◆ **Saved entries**
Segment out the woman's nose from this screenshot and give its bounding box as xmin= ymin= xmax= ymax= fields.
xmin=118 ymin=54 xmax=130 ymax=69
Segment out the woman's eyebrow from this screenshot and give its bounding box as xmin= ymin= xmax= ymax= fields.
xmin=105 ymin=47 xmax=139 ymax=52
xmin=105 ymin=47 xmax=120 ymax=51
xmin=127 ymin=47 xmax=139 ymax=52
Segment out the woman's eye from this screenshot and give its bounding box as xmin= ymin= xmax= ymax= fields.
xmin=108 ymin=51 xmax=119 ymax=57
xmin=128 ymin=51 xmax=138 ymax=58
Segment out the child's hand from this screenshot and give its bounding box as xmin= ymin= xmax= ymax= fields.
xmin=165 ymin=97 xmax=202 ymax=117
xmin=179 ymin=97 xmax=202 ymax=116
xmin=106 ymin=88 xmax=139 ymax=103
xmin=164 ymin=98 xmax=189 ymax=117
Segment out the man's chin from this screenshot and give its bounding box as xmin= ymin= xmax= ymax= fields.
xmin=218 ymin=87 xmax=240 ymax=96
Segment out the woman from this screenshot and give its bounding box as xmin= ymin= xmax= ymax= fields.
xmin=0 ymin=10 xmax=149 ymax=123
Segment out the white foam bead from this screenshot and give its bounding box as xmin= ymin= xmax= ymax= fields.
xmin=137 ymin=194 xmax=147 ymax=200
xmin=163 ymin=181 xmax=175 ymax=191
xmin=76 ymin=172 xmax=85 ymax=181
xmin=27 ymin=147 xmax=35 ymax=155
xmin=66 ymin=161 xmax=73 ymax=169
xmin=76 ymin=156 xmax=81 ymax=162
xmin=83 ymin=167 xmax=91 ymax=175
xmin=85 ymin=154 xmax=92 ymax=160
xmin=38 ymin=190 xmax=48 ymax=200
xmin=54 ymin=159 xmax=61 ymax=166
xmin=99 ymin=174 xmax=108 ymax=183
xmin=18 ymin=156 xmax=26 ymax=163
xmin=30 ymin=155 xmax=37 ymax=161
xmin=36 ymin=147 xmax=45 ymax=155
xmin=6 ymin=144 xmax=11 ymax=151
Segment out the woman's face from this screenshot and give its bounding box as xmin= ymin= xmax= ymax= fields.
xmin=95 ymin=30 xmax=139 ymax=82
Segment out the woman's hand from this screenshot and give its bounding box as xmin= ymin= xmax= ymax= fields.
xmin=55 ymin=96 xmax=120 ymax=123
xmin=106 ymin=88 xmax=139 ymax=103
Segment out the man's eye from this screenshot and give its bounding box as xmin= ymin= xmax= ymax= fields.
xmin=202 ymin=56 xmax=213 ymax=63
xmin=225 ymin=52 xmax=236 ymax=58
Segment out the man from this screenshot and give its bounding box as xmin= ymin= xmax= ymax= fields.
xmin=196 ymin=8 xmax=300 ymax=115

◆ **Exercise instructions**
Each record should be repeated in full, exactly as it is written.

◆ **Result of this task**
Segment out the woman's nose from this screenshot and give its bounding box as xmin= ymin= xmax= ymax= fields.
xmin=118 ymin=54 xmax=130 ymax=69
Segment out the woman's eyebrow from this screenshot and give its bounding box as xmin= ymin= xmax= ymax= fields.
xmin=105 ymin=47 xmax=139 ymax=52
xmin=105 ymin=47 xmax=120 ymax=51
xmin=127 ymin=47 xmax=139 ymax=52
Segment out the woman's eye from this screenshot and give its bounding box as xmin= ymin= xmax= ymax= fields.
xmin=108 ymin=51 xmax=119 ymax=57
xmin=128 ymin=51 xmax=138 ymax=58
Segment out the child's hand from this screenshot and give its bounding box as xmin= ymin= xmax= ymax= fields.
xmin=165 ymin=97 xmax=202 ymax=117
xmin=179 ymin=97 xmax=202 ymax=116
xmin=106 ymin=88 xmax=139 ymax=103
xmin=164 ymin=98 xmax=189 ymax=117
Segment out the man's chin from this screenshot and give its bounding box as xmin= ymin= xmax= ymax= fields.
xmin=218 ymin=87 xmax=240 ymax=96
Segment out the woman from this screenshot and give its bounding box as xmin= ymin= xmax= ymax= fields.
xmin=0 ymin=10 xmax=149 ymax=123
Segment out the white foam bead from this screenshot and give its bounding box as xmin= ymin= xmax= ymax= fields.
xmin=137 ymin=194 xmax=147 ymax=200
xmin=163 ymin=181 xmax=175 ymax=191
xmin=76 ymin=172 xmax=85 ymax=181
xmin=27 ymin=147 xmax=35 ymax=155
xmin=66 ymin=161 xmax=73 ymax=169
xmin=76 ymin=156 xmax=81 ymax=162
xmin=83 ymin=167 xmax=91 ymax=175
xmin=85 ymin=154 xmax=92 ymax=160
xmin=38 ymin=190 xmax=48 ymax=200
xmin=54 ymin=159 xmax=61 ymax=166
xmin=99 ymin=174 xmax=108 ymax=183
xmin=18 ymin=156 xmax=26 ymax=163
xmin=30 ymin=155 xmax=37 ymax=161
xmin=36 ymin=147 xmax=45 ymax=155
xmin=6 ymin=144 xmax=11 ymax=151
Segment out the woman's face from this screenshot and give its bounding box as xmin= ymin= xmax= ymax= fields.
xmin=95 ymin=30 xmax=139 ymax=82
Segment out the woman's hand from this screenshot and give its bounding box as xmin= ymin= xmax= ymax= fields.
xmin=55 ymin=96 xmax=120 ymax=123
xmin=106 ymin=88 xmax=139 ymax=103
Segment out the man's eye from this screenshot and give its bounding box as xmin= ymin= xmax= ymax= fields.
xmin=202 ymin=56 xmax=213 ymax=63
xmin=225 ymin=52 xmax=236 ymax=58
Segment out the man from this screenshot and give its bounding box as xmin= ymin= xmax= ymax= fields.
xmin=196 ymin=8 xmax=300 ymax=115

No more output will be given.